§ **ACTIVITY**: Taking the line with "Target: crumb" as the first and the line with "Guideline: one marker per instance of the fingertip, placed" as the last, set down exactly every line in that range from the entries below, and no more.
TASK INPUT: Begin
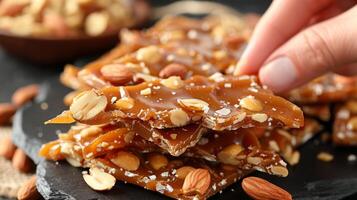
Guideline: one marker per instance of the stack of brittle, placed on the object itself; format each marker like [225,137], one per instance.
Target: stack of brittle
[162,111]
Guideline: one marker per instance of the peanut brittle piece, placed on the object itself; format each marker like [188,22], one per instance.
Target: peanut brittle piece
[176,177]
[328,88]
[345,124]
[219,102]
[198,47]
[179,178]
[286,141]
[174,140]
[319,111]
[240,148]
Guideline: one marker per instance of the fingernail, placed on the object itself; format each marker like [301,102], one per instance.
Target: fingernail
[279,74]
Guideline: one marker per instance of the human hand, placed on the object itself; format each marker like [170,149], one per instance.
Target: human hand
[298,40]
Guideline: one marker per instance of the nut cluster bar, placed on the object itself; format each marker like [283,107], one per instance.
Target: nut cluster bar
[175,46]
[345,125]
[122,153]
[219,103]
[328,88]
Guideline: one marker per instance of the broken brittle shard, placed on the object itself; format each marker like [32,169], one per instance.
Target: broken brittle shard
[162,111]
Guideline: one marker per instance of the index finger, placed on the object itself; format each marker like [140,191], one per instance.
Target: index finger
[283,19]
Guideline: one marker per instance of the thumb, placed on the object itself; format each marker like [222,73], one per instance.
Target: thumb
[312,52]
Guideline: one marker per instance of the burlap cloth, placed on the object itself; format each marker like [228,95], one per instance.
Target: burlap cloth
[10,179]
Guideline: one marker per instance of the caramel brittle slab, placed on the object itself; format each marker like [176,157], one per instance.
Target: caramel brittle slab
[345,124]
[319,111]
[199,47]
[179,178]
[286,141]
[220,103]
[328,88]
[174,140]
[240,148]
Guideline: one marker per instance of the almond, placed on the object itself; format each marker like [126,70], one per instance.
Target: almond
[87,105]
[125,103]
[99,180]
[25,94]
[68,99]
[7,110]
[179,117]
[198,181]
[193,104]
[97,23]
[182,172]
[7,148]
[21,161]
[28,191]
[173,69]
[260,189]
[126,160]
[117,74]
[250,103]
[157,161]
[173,82]
[352,124]
[150,54]
[229,154]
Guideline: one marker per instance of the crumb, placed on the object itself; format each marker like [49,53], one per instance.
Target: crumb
[352,158]
[325,156]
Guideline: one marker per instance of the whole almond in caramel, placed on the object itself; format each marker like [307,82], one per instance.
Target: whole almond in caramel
[25,94]
[198,181]
[7,148]
[174,69]
[117,74]
[7,110]
[260,189]
[87,105]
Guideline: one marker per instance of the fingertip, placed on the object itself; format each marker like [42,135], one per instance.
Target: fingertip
[279,75]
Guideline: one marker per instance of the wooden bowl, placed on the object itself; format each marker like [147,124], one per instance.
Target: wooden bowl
[51,50]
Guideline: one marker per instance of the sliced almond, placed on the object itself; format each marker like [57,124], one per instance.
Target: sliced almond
[99,180]
[229,154]
[28,191]
[182,172]
[173,69]
[7,110]
[97,23]
[125,103]
[279,171]
[7,148]
[260,189]
[250,103]
[117,74]
[173,82]
[126,160]
[198,181]
[25,94]
[179,117]
[88,105]
[150,54]
[22,162]
[260,117]
[193,104]
[157,161]
[68,99]
[352,124]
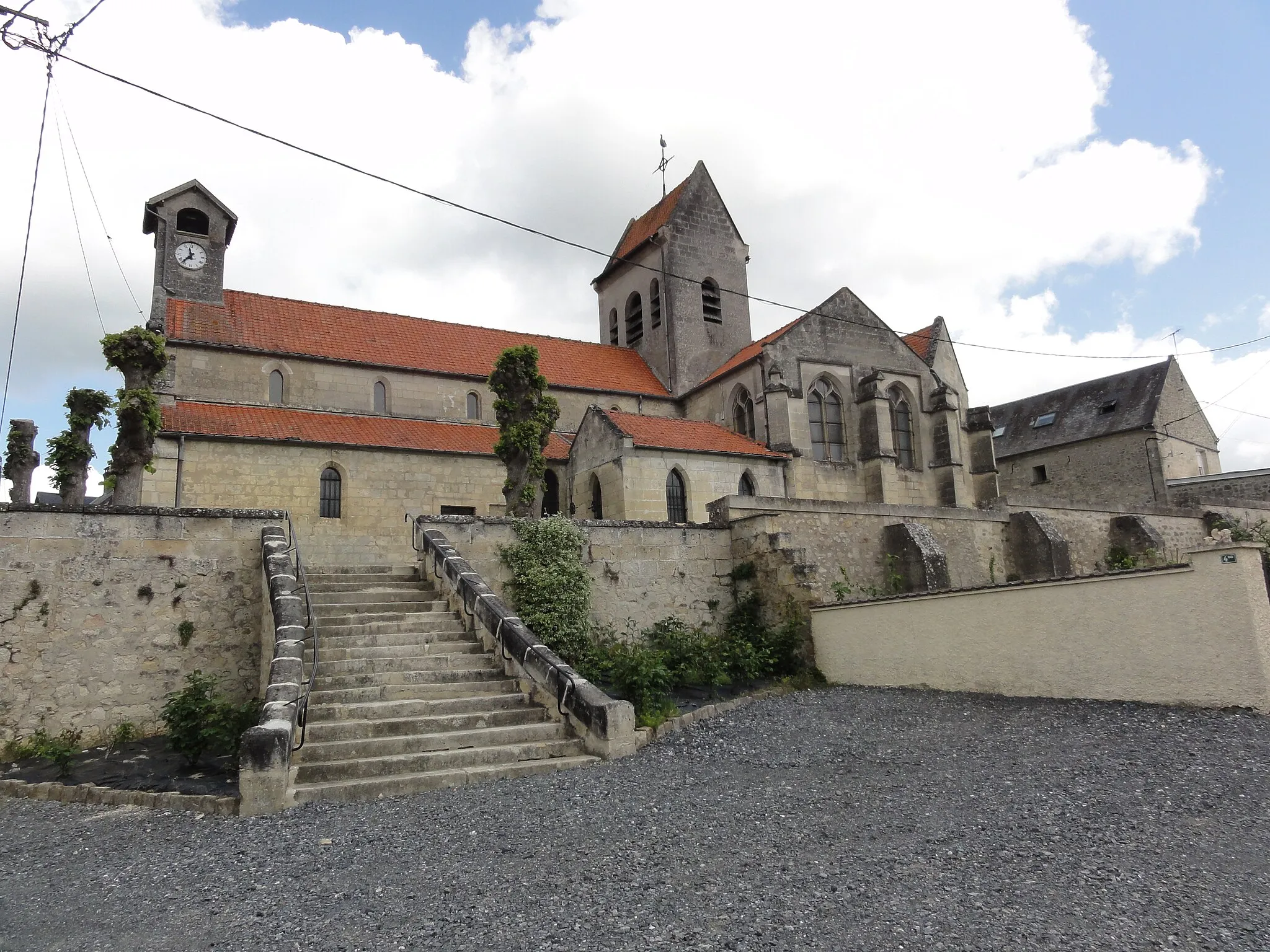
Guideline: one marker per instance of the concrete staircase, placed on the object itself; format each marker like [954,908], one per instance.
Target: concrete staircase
[407,700]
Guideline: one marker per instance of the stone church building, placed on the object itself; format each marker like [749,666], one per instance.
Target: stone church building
[352,419]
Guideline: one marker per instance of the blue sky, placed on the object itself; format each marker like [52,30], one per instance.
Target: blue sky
[1181,71]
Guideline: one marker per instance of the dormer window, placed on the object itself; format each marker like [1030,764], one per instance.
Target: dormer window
[192,221]
[711,305]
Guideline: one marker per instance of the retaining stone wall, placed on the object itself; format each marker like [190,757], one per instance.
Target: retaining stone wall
[88,651]
[642,571]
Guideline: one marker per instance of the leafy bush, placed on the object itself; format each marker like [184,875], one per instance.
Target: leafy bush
[201,720]
[59,751]
[550,586]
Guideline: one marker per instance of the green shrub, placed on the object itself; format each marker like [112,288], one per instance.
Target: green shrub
[59,751]
[201,720]
[550,586]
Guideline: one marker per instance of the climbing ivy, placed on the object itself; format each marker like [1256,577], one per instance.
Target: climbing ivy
[550,586]
[70,451]
[140,356]
[526,414]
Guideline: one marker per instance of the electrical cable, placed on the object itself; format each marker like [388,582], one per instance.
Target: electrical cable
TASK INPUT: End
§ **RESPONSE**:
Target: crumb
[352,158]
[325,156]
Guideline: one marker per instance of the whole almond in caramel, placed on the object itself; format each marker like [307,82], one per instance.
Target: whole almond in caramel
[25,94]
[198,181]
[7,148]
[174,69]
[117,74]
[7,110]
[260,189]
[87,105]
Guideline: one marker per instance of the fingertip, placed on the object itself; format each marker like [42,135], one per instance.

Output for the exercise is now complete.